Objective
Rewrite the rows below, changing every "one pin per instance" to "a single pin for each instance" and keeping everything else the same.

(Stored rows)
----------

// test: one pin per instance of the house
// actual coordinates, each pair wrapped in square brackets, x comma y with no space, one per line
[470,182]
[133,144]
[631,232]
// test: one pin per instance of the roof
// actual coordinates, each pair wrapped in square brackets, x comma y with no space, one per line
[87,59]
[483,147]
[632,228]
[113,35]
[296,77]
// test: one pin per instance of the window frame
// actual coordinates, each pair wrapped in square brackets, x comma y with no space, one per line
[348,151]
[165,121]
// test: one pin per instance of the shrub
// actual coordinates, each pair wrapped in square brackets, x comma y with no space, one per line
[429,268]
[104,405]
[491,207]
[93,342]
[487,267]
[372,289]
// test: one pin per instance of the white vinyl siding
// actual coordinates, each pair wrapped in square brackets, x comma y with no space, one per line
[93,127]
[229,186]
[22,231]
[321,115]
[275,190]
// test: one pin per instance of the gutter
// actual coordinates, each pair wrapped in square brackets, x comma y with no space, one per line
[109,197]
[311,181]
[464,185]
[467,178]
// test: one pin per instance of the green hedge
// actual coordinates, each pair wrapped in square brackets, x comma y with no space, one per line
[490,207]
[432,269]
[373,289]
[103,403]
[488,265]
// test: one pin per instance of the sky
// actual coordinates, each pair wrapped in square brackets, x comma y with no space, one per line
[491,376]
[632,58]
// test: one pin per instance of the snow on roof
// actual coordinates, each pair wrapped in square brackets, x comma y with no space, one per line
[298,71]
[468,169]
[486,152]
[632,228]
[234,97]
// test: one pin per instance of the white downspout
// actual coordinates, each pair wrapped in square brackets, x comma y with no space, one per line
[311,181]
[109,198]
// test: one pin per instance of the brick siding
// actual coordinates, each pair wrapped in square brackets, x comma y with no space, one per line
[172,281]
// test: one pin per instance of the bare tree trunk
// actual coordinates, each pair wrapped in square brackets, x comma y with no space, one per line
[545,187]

----------

The response
// test: a single pin for each instance of the house
// actual coordinates, each pair wrapped in square brackets, x comma y with no space, one per line
[470,182]
[133,144]
[631,232]
// test: a single pin for each instance of the roof
// actual coordinates, each pair wrapped in square brackets, x comma y with no space, one per line
[87,59]
[483,147]
[632,228]
[113,35]
[296,77]
// test: a single pin for each instance of the window frame
// actual coordinates, each pair wrapped in square brackets, x comma y with no space, one per line
[348,151]
[165,121]
// test: a single pin for each instance of the shrub
// actual coordinates, each pair wrapped in square brackets, x comma y with no space, one per line
[429,268]
[104,405]
[491,207]
[93,342]
[487,267]
[372,289]
// test: a single pin for each instance of the white vinyl siding
// actual coordinates, each pair wrapped in square brackets, x comma y with no space, one per line
[93,127]
[229,186]
[22,231]
[321,115]
[275,190]
// test: a single pin for each instance of the gutter
// actual coordinates, each pair wrapped in square brackets, x comma y with no space, one per line
[109,197]
[311,181]
[464,185]
[467,178]
// test: a single pin for each instance of the green hedge
// actual coordinates, each pair wrapped in square brackets, x comma y with no space, one per line
[490,207]
[432,269]
[373,289]
[103,403]
[488,265]
// test: a single pin for each instance of the sky
// actual coordinates, each pair wrapped in square brackets, x comma y with no space, one per line
[491,376]
[632,58]
// test: a single pin for each instance of the snow on roof
// actual coordinates, each pair wrapped in square brackets, x comma y with no space, one per line
[298,71]
[468,169]
[486,152]
[632,228]
[234,97]
// test: a single pin for each instance of the white downspout
// actual coordinates, each pair wrapped in square brackets, x comma y with no space, one per line
[311,181]
[109,198]
// test: a single pin for each instance of the brick siding
// actual coordinates, each pair wrapped in square brackets, x comma y with no space, one per line
[172,281]
// test: a single pin for each instance of the bare tree trunk
// actual coordinates, each pair wrapped in square brackets, x comma y with no space, one per line
[545,187]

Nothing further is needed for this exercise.